START Document extract
Ify Okocha: Delivering continued improvements and positive outcomes for patients

Featuring:

Ify Okocha

Ify Okocha, Medical Director of Oxleas NHS Foundation Trust discusses Oxleas' approach to improving patient experience and creating a culture of continuous improvement.

Ify Okocha: Delivering continued improvements and positive outcomes for patients

This presentation was filmed our our sixth annual leadership and management summit on 25 May 2016.

Transcript

So a good place to start I think is to tell you a bit about Oxleas, we’re not just a mental health trust, we also provide community services. We employ 3,500 staff across maybe 20 or more disciplines. We really work out of four hospitals, one community hospital, two acute and one more hospital the Queen Mary’s Hospital which we own. We provide probably 35% or 40% of services from that site and the rest of the site is of health is where care is provided by a lot of other partners. Acute partners, NHS and non-NHS partners. I'm not aware of any hospital of this nature certainly in England where you have lots of partners coming together and providing care for local people. And we invest in somewhere in the order of £30m to see that this site becomes a real hub of health care.

And that takes me onto this notion of patient experience and we have had a programme in Oxleas for many many years. Because we see this as being absolutely vital particularly where you think about the sort of work we do. We don’t run high tech services, we don’t operate on people, we look after people with chronic conditions, what you and I may call ‘long-term conditions’. So people with schizophrenia, people with bi-polar, with diabetes, with chronic obstructive pulmonary disease, so we use a number of methods to capture information but perhaps the commonest is asking them questions using a questionnaire. And there are six questions that we ask irrespective of where you are across the entire organisation.

The first four questions, those are the things that at every opportunity, at every contact you need to make sure that you leave your patient with no doubt that they have enough information about their care and treatment, they’re involved in decisions about their care and treatment, they’re been treated with dignity and respect and that their carer or family have been supported.

And then we ask two further questions. Has that intervention made a difference to your life? And the last one is would you recommend our services to your friends and family? And what is most important to my mind is that people need to see what we’re doing about the responses.

The other thing that we do particularly in areas where we find that there are challenges, that has a lot of complaints, incidents etc, is that we ask a group we call our research net consisting of users of services to go in ad talk to service users face to face and gather more information than we can get from questionnaires about what’s working well and what’s not working well. And then we work with the teams to try and bring about change to make the differences and to co-produce in terms of how that can be realised.

Talking now about our staff, I think no-one would doubt that staff are absolutely critical and we do everything that we can do in our organisation to make sure that they are in fact the best that they can be, supporting them in every way possible. So supervision is something that needs to take place, making sure people have had annual reviews, for example, making sure that they have access to CPD. But I want to say a bit more about our partnership working with staff because I think that merits special mention.
END Document extract
START Excerpted records
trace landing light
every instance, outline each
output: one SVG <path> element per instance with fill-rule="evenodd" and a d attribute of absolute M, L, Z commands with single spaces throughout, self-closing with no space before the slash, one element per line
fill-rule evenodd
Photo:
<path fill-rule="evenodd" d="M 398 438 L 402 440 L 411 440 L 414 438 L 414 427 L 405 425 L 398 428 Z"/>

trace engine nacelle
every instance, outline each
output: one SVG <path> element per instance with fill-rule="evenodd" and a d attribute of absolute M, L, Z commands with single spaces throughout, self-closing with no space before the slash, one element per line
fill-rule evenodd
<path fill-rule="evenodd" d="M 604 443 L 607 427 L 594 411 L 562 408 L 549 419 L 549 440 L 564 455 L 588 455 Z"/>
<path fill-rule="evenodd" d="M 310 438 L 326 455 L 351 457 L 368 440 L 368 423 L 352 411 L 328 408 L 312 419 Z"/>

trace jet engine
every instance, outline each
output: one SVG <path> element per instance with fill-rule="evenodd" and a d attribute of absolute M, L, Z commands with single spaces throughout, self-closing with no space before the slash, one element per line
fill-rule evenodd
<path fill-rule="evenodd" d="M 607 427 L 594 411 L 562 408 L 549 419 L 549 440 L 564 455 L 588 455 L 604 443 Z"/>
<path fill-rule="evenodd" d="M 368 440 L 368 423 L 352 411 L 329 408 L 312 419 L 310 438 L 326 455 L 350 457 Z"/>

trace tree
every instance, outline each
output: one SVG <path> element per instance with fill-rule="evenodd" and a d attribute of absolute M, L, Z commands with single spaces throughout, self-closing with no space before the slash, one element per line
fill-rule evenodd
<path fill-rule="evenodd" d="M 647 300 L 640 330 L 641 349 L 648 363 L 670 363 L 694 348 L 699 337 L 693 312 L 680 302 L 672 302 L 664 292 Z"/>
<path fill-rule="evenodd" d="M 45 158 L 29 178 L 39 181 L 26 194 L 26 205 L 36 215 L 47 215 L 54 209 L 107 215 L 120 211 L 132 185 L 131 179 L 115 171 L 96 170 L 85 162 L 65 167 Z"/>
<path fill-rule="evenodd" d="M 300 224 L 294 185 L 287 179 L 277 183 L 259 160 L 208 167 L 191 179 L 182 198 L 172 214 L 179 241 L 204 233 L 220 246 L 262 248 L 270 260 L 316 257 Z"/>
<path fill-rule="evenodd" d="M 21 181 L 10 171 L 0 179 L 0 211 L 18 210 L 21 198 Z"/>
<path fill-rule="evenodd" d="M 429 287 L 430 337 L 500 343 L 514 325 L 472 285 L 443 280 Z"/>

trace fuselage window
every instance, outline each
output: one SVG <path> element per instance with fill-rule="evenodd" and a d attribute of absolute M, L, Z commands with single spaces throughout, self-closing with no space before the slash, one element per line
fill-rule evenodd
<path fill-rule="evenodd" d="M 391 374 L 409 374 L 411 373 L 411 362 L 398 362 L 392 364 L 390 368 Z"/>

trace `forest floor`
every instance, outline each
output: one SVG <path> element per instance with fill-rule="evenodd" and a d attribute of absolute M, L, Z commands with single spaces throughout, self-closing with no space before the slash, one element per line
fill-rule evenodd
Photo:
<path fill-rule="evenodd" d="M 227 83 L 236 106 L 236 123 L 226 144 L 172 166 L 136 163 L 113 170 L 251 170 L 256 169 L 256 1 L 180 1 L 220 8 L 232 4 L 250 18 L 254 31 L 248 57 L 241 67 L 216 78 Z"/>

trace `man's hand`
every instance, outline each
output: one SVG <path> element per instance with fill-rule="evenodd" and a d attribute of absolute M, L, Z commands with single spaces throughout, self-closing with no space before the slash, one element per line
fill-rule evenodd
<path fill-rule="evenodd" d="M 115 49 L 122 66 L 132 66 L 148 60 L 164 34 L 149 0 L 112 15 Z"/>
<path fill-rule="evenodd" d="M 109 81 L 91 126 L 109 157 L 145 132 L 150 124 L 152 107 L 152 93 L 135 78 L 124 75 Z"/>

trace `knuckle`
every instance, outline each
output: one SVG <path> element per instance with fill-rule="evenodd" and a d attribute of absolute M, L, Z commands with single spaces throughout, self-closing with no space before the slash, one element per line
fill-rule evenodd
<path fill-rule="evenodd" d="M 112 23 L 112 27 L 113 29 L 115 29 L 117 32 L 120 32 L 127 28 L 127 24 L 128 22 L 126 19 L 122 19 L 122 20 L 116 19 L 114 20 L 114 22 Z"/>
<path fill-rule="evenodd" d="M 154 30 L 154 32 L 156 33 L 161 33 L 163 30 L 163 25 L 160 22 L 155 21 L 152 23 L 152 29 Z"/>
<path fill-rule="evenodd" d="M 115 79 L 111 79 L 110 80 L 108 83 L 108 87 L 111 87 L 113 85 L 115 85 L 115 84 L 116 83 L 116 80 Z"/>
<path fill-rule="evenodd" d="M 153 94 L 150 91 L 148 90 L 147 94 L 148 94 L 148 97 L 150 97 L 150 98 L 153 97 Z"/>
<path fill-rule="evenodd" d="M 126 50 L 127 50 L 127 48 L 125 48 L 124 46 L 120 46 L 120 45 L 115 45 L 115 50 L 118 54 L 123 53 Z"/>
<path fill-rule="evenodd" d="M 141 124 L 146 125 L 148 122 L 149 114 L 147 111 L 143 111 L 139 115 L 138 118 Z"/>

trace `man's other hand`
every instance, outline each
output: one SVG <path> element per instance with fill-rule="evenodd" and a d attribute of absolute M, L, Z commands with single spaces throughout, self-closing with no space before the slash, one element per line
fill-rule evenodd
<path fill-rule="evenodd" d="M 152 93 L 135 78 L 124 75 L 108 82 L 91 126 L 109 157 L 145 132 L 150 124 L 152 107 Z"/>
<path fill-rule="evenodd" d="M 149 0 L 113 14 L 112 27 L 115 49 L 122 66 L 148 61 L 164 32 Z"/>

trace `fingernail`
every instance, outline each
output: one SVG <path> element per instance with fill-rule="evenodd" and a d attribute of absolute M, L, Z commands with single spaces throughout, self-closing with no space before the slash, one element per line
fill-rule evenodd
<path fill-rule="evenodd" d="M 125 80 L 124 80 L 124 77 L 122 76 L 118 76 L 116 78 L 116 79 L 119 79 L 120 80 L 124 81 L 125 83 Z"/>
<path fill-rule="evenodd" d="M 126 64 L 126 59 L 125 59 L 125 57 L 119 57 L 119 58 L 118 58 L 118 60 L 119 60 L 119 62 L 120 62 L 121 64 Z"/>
END Excerpted records
START Excerpted records
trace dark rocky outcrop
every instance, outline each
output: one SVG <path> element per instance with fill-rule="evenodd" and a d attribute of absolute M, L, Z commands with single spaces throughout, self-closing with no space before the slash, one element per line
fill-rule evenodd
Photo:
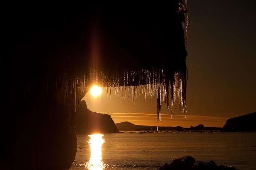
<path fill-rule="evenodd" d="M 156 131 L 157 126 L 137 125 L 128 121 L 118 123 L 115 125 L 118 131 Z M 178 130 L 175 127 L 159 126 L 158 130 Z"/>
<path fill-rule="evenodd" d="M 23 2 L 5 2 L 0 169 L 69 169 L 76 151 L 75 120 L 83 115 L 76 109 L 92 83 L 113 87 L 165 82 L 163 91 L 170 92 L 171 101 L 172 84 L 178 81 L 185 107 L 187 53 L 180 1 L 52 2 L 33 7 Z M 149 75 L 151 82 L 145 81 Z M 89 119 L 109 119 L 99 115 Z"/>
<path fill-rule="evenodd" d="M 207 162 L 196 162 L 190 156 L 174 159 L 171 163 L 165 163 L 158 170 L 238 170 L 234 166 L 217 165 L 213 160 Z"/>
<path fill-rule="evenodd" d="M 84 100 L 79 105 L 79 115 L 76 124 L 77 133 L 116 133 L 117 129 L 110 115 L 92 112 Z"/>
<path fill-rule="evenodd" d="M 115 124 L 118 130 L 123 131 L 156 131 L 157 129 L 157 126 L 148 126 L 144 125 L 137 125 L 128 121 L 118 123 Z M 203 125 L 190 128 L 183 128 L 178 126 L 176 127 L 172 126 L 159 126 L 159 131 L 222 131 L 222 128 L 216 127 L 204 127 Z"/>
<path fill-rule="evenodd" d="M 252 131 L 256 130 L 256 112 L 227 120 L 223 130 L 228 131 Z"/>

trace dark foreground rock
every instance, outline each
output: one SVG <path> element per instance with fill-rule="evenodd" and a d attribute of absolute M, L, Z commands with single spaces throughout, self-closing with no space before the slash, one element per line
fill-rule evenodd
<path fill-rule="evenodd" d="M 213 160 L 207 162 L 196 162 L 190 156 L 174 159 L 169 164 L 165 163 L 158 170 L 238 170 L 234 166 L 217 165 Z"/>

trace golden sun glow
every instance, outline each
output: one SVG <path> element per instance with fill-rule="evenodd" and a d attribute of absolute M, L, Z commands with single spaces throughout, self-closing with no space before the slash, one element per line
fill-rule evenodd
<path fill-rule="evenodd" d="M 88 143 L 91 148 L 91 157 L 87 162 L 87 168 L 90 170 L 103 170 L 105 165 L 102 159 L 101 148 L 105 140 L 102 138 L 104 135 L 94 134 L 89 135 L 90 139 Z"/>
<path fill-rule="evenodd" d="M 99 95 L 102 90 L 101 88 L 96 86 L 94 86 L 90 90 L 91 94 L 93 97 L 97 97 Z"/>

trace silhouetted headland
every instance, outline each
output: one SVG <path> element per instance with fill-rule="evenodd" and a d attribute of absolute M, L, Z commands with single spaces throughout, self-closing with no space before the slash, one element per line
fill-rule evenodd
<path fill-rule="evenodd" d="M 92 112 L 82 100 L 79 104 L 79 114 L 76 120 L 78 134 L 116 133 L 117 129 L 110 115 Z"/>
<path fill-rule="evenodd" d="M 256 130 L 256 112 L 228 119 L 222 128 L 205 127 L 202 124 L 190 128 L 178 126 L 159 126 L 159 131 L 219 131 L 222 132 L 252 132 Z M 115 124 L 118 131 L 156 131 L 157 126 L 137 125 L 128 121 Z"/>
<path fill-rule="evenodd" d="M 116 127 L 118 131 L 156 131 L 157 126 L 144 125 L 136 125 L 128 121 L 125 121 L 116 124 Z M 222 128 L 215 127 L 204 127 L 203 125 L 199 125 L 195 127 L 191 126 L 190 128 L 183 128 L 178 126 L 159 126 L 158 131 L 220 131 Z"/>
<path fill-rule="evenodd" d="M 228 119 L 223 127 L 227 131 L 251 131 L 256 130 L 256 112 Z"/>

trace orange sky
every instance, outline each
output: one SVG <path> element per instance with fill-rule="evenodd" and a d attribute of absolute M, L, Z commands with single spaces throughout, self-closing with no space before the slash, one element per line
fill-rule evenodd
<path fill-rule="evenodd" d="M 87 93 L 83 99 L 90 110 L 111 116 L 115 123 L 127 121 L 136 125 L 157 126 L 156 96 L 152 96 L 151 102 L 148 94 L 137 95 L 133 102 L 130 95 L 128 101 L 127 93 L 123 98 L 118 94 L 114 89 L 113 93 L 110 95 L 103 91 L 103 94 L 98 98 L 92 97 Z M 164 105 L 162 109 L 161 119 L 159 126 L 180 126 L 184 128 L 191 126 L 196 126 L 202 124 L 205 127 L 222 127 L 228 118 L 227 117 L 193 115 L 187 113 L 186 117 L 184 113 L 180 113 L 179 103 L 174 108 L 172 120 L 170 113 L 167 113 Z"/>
END Excerpted records
START Excerpted records
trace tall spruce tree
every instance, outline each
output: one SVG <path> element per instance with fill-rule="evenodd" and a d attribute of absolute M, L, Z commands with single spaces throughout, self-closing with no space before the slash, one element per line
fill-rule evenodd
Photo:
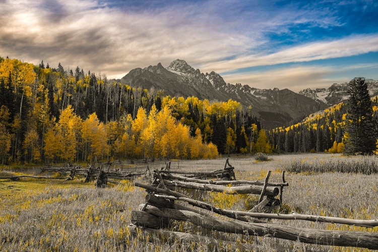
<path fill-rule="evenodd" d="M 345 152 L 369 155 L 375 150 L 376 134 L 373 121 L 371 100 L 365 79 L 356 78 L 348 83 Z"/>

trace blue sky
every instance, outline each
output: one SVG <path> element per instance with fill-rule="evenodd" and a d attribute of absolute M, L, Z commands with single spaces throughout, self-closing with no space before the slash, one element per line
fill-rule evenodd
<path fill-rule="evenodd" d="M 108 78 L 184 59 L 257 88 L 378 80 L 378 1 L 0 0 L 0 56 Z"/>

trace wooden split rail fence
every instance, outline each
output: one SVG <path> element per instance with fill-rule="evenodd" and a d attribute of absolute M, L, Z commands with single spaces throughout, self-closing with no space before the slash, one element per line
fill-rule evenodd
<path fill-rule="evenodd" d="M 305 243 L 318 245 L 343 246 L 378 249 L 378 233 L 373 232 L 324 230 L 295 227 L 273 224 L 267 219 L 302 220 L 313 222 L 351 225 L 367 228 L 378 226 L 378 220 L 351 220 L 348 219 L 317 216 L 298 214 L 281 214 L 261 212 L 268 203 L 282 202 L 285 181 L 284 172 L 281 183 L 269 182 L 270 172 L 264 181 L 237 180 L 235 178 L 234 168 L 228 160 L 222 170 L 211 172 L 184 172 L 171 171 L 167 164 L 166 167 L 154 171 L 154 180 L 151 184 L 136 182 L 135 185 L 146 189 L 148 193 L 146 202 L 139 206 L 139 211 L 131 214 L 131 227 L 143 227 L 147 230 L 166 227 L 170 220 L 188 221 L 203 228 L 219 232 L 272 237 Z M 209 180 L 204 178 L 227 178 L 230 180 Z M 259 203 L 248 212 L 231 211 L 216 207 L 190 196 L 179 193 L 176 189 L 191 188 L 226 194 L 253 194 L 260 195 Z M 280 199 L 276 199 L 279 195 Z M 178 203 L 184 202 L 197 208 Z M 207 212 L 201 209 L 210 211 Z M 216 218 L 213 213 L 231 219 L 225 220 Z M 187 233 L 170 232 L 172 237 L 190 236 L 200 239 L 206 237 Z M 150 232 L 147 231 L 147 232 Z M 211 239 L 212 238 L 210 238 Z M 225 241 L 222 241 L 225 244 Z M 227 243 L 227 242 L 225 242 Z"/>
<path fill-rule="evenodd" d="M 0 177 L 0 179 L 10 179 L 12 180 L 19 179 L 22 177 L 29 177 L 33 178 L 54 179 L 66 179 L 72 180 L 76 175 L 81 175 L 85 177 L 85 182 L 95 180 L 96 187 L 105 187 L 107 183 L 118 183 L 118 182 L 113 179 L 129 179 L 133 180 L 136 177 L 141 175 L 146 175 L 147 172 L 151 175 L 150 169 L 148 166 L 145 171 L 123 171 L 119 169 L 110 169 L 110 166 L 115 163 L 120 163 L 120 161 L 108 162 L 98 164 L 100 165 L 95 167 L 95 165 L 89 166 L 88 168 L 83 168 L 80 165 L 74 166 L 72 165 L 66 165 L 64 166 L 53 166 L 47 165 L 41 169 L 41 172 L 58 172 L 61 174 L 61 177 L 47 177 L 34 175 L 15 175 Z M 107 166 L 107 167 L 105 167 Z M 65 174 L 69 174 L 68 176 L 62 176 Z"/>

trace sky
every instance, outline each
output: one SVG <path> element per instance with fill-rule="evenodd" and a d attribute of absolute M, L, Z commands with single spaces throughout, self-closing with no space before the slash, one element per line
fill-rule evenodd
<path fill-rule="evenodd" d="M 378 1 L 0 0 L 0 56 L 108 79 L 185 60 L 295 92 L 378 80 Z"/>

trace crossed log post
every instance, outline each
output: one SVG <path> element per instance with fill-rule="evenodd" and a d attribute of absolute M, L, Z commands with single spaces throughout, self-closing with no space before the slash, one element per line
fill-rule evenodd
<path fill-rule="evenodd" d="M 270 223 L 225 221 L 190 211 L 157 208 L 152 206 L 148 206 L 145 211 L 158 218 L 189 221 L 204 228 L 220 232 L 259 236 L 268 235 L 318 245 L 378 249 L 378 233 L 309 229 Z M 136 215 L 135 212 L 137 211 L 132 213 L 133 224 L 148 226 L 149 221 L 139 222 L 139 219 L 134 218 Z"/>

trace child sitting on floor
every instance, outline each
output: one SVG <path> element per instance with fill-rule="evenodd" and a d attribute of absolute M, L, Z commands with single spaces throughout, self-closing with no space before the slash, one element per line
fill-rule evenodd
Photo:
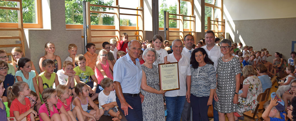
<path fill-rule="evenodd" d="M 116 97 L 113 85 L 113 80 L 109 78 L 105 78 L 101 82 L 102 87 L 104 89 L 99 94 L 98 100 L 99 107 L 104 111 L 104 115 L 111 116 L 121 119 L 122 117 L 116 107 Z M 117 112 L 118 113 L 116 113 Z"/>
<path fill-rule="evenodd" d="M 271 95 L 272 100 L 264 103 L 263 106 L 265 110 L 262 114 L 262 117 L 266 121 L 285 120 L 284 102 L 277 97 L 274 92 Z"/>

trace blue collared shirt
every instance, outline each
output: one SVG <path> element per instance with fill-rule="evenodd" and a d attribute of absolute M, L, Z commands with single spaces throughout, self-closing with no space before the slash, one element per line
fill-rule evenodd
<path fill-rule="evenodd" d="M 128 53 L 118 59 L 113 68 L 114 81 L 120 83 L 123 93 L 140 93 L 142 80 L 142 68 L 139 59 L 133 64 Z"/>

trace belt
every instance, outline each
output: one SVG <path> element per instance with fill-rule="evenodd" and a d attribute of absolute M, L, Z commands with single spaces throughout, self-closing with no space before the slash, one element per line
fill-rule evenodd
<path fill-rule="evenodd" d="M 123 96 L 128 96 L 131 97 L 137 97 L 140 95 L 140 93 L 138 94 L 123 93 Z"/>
END Excerpted records
- _Tasks for this exercise_
[1] In the Oxleas leadership talk, how many staff does Oxleas employ?
[2] Pick up the Oxleas leadership talk after its final sentence and carry it on.
None of the data is needed for the work here.

- _Numbered responses_
[1] 3,500 staff.

[2]
So we’ve got a partnership team who really can go anywhere in the organisation and speak to anybody. So they have free access to the chief exec, free access to the director, and one of the directors is sat there smiling because we really are frightened of Wendy, she comes in, she tells you what’s working, what’s not working and she demands responses. So every year she runs about 60 focus groups. It doesn’t surprise me therefore that when the King’s Fund, in 2014, published their engagement score, Oxleas was rated number one of several trusts. Of course developing staff is important and so we have a bespoke management development programme for those who are aspiring to be managers or indeed those who are already managers that helps them to develop personal skills for managing and also helps them to be more efficient in leading the services that they manage. And it’s through action learning and mentorship in the workplace that we try and embed these further in practice.

And then they all wanted to get their teeth into something, they wanted to change programmes within their teams, to do things within the organisation and for that we again turned to the King’s Fund to say well can we run a strategic quality improvement project? And from doing that work we found that there were a little over 300 projects, research, audit, service improvements that were being run in the organisation. And the question really for the group which consist of the doctors, senor clinicians and of course the management teams of our five directories was how do these projects align with the organisational goals, how do they align with the directory goals? And through the work that went on overall several months we managed to whittle this down and to have directories think about things that would really make a difference to get us to the position that we are struggling to get to.

But of course you can't do all of this without being in an organisation or an environment that delivers this work to flourish. In terms of governance we have very good systems, but in addition to that I think that the board, certainly the seven years I’ve been there, has really been very keen to make clear that quality is the absolute priority.